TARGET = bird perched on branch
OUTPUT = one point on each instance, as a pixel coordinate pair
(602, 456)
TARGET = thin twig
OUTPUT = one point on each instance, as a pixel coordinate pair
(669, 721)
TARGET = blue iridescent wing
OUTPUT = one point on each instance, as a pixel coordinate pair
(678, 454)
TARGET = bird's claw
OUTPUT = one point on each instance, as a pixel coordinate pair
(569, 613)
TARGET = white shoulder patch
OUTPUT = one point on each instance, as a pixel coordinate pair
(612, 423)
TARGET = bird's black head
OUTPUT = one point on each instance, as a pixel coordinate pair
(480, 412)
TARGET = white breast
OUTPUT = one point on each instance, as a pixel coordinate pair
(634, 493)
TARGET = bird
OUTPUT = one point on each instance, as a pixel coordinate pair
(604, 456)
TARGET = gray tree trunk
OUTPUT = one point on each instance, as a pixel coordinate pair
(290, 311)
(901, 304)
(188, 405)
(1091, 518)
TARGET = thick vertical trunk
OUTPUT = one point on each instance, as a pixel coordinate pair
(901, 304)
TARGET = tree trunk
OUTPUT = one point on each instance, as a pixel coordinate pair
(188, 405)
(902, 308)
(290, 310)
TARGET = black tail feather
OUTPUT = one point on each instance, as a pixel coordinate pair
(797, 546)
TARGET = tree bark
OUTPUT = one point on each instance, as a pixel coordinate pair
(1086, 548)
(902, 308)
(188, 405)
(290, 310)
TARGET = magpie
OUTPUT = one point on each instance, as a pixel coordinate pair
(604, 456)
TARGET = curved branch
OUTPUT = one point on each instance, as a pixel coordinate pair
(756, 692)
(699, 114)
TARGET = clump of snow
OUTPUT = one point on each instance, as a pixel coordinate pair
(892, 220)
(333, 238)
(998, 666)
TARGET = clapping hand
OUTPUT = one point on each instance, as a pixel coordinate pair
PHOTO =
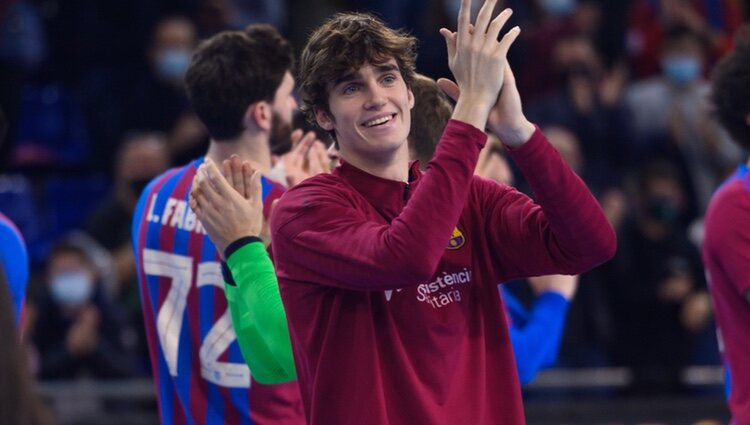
(485, 88)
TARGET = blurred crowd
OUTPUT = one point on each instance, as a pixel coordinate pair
(93, 107)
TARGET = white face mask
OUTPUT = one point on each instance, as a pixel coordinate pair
(72, 288)
(172, 63)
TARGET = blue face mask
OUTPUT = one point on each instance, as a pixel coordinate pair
(173, 63)
(681, 69)
(71, 288)
(558, 7)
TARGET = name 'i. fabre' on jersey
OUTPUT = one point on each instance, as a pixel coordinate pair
(176, 213)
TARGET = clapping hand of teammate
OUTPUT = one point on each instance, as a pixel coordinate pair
(485, 88)
(229, 207)
(307, 158)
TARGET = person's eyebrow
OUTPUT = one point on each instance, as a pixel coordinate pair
(347, 77)
(386, 67)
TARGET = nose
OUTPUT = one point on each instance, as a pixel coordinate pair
(376, 98)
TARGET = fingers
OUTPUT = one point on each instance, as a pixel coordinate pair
(483, 19)
(450, 41)
(449, 88)
(508, 40)
(497, 24)
(321, 156)
(464, 20)
(296, 136)
(226, 167)
(256, 188)
(237, 182)
(508, 79)
(248, 175)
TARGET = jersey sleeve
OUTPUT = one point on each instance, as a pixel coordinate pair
(564, 231)
(14, 260)
(536, 342)
(728, 241)
(258, 315)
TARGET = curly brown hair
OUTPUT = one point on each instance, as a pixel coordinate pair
(232, 70)
(431, 113)
(345, 42)
(731, 89)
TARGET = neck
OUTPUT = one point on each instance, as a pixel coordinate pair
(395, 167)
(249, 147)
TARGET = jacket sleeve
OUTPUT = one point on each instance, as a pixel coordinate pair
(322, 234)
(563, 232)
(257, 314)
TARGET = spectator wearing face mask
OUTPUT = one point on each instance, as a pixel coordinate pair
(159, 102)
(141, 157)
(78, 332)
(671, 115)
(658, 293)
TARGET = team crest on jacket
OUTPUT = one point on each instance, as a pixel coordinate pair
(457, 239)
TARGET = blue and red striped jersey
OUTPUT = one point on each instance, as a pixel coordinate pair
(199, 372)
(15, 263)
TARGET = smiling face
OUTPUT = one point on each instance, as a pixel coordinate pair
(370, 113)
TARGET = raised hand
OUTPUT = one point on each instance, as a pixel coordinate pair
(478, 60)
(479, 64)
(226, 214)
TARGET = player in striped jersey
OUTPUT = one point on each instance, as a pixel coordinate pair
(726, 246)
(240, 85)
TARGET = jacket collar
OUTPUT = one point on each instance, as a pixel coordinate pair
(377, 190)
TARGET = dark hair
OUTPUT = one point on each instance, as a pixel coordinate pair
(19, 403)
(233, 70)
(68, 247)
(677, 33)
(345, 42)
(431, 113)
(730, 93)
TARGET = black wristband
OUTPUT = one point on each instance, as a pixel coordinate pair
(227, 274)
(239, 243)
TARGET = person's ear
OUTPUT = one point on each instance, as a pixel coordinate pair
(259, 115)
(324, 119)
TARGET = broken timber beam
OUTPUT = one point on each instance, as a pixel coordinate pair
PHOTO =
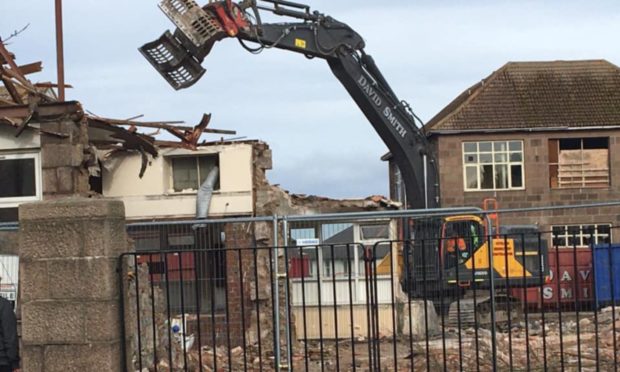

____________

Exercise goal —
Can you set down the entries word for word, from their first line through the line that contains "(1091, 518)", including both?

The answer —
TARGET = bird perched on branch
OUTPUT = one point on each instance, as a pixel coordinate pair
(602, 456)
TARGET = thin twig
OUTPUT = one point on each instance, as a pixel coordinate pair
(669, 721)
TARGET = blue iridescent wing
OUTPUT = one point on each instance, as a pixel coordinate pair
(678, 454)
TARGET = bird's claw
OUTPUT = one point on each instance, as a pixel coordinate pair
(569, 613)
TARGET = white shoulder patch
OUTPUT = one point on each instance, as a pixel coordinate pair
(612, 423)
TARGET = bird's black head
OUTPUT = one point on each instance, as a pixel coordinate pair
(480, 412)
TARGET = white breast
OUTPUT = one point on each instance, as a pixel coordinate pair
(634, 493)
TARGET = bird
OUTPUT = one point on each instance, as a pixel coordinate pair
(604, 456)
TARGET = gray tree trunk
OUTPUT = one point on each instance, as a pixel coordinate pair
(290, 311)
(901, 304)
(188, 405)
(1091, 518)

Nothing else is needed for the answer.